---------- PROVIDED INFORMATION

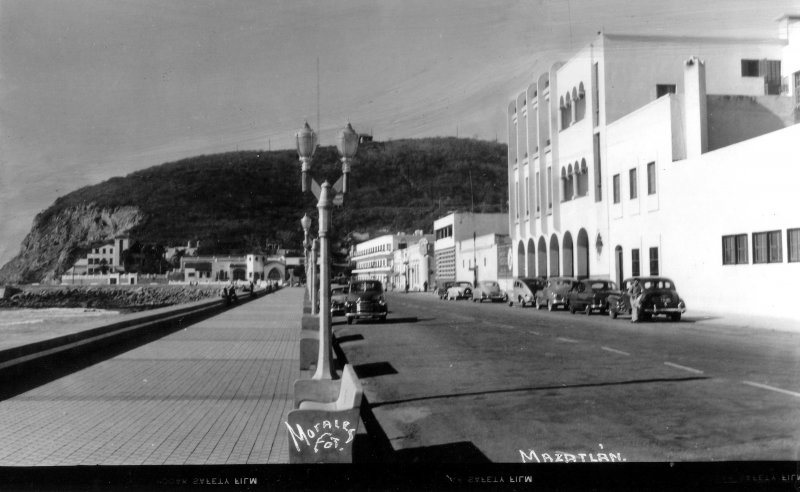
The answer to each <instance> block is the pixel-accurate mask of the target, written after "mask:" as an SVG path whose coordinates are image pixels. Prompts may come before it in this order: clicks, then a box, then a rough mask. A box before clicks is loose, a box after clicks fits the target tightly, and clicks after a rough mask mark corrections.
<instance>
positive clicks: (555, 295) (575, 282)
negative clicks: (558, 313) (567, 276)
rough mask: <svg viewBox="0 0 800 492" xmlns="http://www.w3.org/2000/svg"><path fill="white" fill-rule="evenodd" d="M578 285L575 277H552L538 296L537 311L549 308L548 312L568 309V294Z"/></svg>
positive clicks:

--------------------

- _TASK STATEMENT_:
Pick out all lines from the data above in which the word "mask" appears.

- _OUTPUT BELOW_:
The answer to each <instance> block is the pixel-accurate mask of the target, written after "mask:" as an SVG path whose coordinates are image pixels. Prompts may come before it in this order: clicks, then a box, then a rough mask. A box before clicks is loose, a box after clicks fits the target tightly, and clicks after a rough mask mark corrections.
rough mask: <svg viewBox="0 0 800 492" xmlns="http://www.w3.org/2000/svg"><path fill="white" fill-rule="evenodd" d="M578 285L575 277H552L538 296L537 311L549 308L548 312L568 309V294Z"/></svg>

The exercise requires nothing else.